__Short problem__
Render each line of the data below as a string in a JSON list, one string per line, skipping blank lines. Leave out the pictures.

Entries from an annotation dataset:

════════

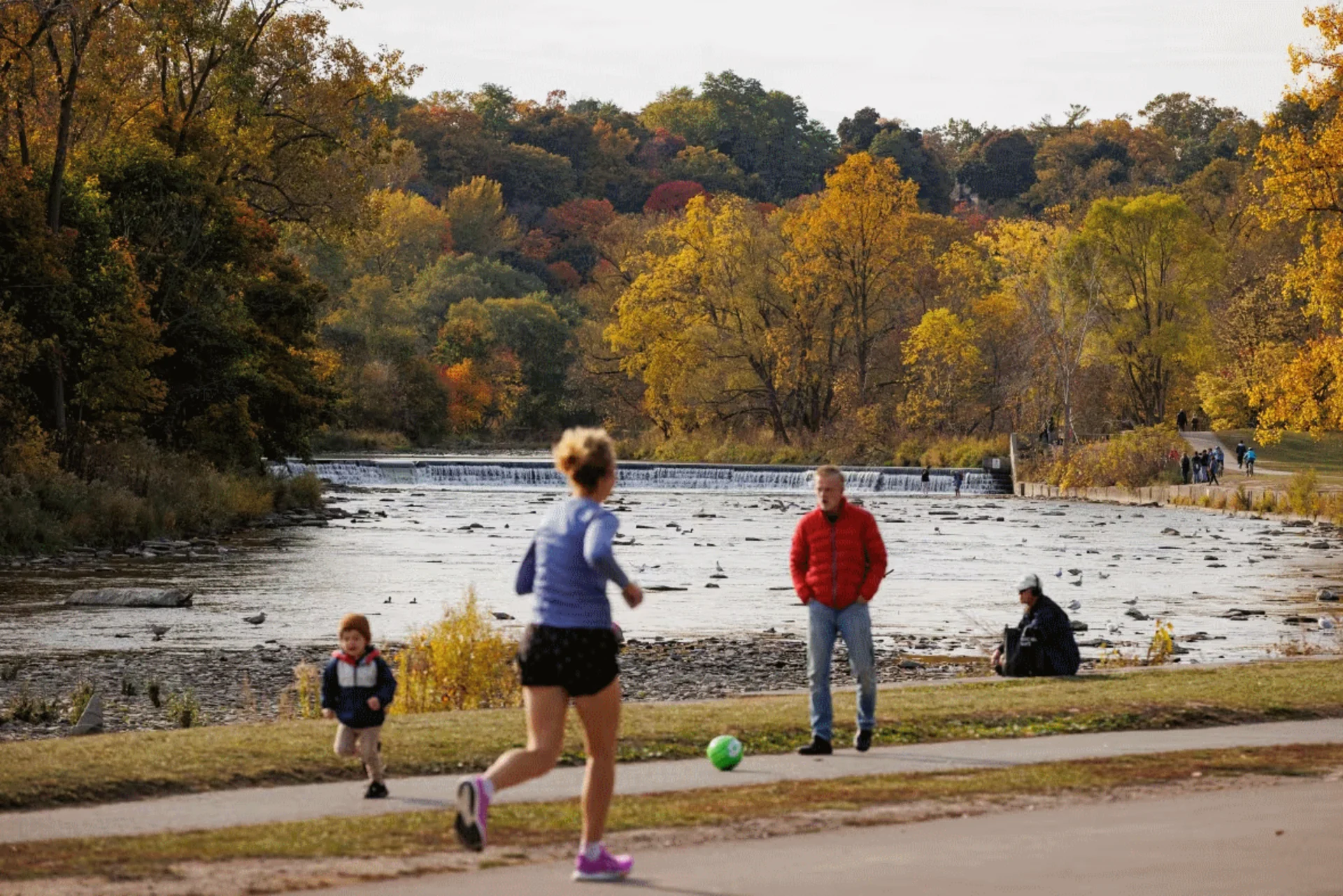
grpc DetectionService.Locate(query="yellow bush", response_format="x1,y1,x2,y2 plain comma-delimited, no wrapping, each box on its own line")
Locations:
392,588,523,712
1251,492,1279,513
1032,426,1186,489
1286,469,1320,515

════════

__Exercise output__
[
  "grpc DetectionService.Locate(query=\"yellow bush\", response_format=\"x1,y1,x2,y2 plain comma-delimited, no wrapping, each box on its own line\")",
  "Locations:",
  "392,588,523,712",
  "1251,492,1279,513",
  "1032,426,1186,489",
  "1286,469,1320,515"
]